#### Required work:
Pick every line from the data that holds the word "shirt".

Provided material START

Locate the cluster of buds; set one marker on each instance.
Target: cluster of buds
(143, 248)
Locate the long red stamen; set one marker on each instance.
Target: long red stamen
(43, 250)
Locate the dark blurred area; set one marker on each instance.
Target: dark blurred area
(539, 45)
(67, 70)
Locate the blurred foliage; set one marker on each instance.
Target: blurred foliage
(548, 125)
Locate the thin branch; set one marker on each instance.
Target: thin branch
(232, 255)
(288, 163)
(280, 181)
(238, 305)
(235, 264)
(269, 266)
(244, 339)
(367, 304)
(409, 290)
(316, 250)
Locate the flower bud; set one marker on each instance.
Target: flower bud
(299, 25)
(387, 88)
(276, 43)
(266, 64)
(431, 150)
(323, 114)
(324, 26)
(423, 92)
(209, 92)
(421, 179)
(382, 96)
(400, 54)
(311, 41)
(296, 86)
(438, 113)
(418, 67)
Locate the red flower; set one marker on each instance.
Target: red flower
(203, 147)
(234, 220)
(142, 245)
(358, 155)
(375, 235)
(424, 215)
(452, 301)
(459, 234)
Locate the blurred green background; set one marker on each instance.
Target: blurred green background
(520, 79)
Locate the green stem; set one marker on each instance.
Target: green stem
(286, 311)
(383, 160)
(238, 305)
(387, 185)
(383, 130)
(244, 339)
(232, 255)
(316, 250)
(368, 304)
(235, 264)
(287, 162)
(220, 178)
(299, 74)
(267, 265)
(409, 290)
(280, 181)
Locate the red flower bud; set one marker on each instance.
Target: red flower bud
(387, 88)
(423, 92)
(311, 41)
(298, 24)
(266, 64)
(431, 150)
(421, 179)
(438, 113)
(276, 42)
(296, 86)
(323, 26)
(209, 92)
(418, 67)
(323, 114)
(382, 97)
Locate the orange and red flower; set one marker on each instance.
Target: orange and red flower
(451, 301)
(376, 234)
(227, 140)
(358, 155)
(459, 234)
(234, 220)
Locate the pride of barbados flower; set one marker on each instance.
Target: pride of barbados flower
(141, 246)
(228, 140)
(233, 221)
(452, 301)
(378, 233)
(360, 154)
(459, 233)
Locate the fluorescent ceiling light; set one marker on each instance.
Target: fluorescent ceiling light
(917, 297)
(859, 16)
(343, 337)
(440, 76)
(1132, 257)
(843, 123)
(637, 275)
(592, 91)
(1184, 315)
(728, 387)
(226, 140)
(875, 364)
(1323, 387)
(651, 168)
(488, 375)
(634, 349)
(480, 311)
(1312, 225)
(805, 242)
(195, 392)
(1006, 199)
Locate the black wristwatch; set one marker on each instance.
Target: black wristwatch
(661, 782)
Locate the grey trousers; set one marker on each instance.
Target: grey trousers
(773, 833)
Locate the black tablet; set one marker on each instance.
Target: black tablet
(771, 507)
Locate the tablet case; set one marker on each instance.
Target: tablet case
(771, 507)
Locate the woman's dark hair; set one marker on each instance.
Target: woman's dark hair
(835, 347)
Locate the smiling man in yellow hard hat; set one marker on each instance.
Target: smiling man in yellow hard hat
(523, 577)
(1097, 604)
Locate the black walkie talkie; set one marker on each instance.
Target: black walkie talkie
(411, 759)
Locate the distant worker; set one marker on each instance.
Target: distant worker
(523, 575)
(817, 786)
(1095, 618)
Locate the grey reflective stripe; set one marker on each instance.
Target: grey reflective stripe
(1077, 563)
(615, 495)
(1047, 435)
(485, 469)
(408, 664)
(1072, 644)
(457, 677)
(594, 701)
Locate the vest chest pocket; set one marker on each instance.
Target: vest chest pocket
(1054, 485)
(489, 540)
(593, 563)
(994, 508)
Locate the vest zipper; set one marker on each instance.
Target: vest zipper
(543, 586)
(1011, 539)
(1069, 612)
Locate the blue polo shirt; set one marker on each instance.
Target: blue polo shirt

Provided material END

#### Answer to this task:
Locate the blue polo shirt; set one marker on each instance.
Target: blue polo shirt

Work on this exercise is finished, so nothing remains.